### DATA SHOWN:
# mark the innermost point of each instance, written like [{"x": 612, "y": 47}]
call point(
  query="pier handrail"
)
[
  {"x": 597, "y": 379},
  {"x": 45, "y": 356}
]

### EXERCISE PROMPT:
Repeat the whole listing exactly, line for line.

### WRITTEN ANSWER:
# mark the innermost point of each instance, written like [{"x": 612, "y": 47}]
call point(
  query="pier handrail"
)
[
  {"x": 597, "y": 379},
  {"x": 45, "y": 356}
]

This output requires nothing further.